Short task.
Please continue the passage on scenario-based financial planning, picking up after its last sentence.

Page extract.
########

Volatility and uncertainty affecting financial agendas of the organizations is not new. However, the ability of the organization to be prepared, responsive and agile under these conditions is becoming a crucial factor of success. How is this achieved in practice? Scenario-based planning is one of the techniques enabling organizations to respond to uncertainty and introduce agility in the financial planning process. Next, we'll go into greater detail on the following aspects of scenario-based planning:
- Accepting multiple scenarios possible to unfold in the future increases the reliability of decision-making. Instead of analyzing new assumptions, refining forecasts and explaining differences against initial budget, the company just refers to the relevant scenario and focuses on achievement of its objectives
- A driver-based approach to planning and sensitivity analysis techniques are very complementary to scenario-based planning. This will allow your company to refine assumptions and obtain the most relevant integrated view in real time
- Financial planning solutions are more and more considered as enablers that offer wider capabilities on the way towards operational excellence in financial processes, and high-quality support of the business value growth
In the following sections we will take a closer look on what scenario-based planning is, why it is important, how it works, what else you need to know before implementation, and who is best positioned to drive it.

########

Given information.
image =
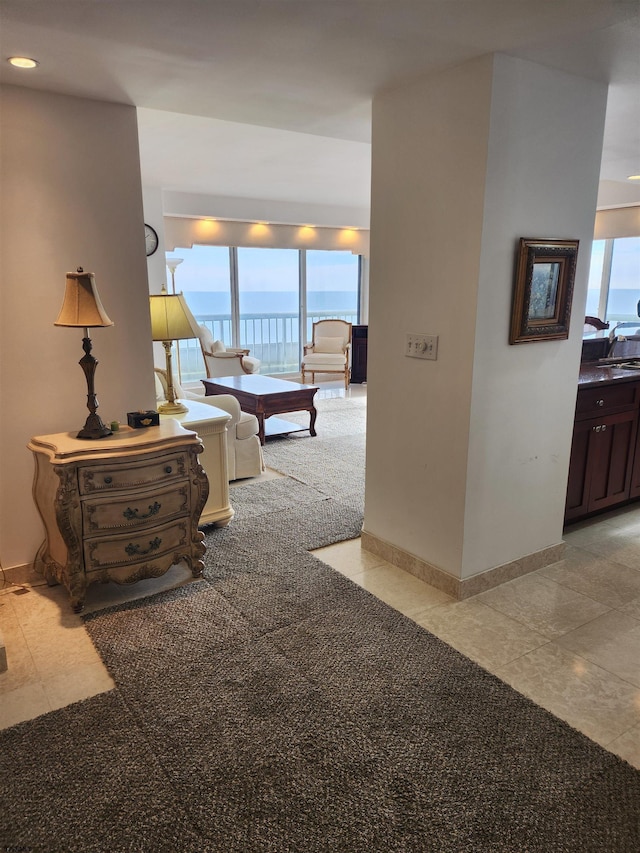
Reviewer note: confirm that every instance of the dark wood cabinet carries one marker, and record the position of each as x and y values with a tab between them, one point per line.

########

Result of the exercise.
WHAT? – Uncertainty Is Here to Stay
Scenario-based planning assumes multiple scenarios feasible to unfold. It allows your organization to react with speed in taking advantage of new opportunities, and effectively manage risk in an uncertain and volatile world. Traditionally, organizations operating in capital-intensive industries, such as Energy and Aerospace, are in demand of strategic planning instruments. For example, a prominent Dutch oil and gas organization has developed a robust framework to address uncertainty with a time-horizon approaching 2050, allowing them to effectively manage their capital projects. Today, increasing uncertainty has also triggered other sectors to adopt scenario-based planning. For example, the banking industry, seeking to mitigate competitive actions affecting profit margins; exchange-rates affecting treasury management and hedging strategies; and market volatility affecting risk management.
WHY? – Multiple Scenarios to Be Considered
Scenario-based planning has become increasingly relevant to a magnitude of organizations over the recent years. The most significant driver of this demand is the unconventionally high level of volatility, as external economic and political forces are impacting industries across the globe. Nevertheless scenario based planning is currently not common practice for organizations in their planning and control cycle; research indicates that 80% of the organizations set targets in relation to historical performance instead of future scenarios, which is a suboptimal baseline even in a less volatile external environment.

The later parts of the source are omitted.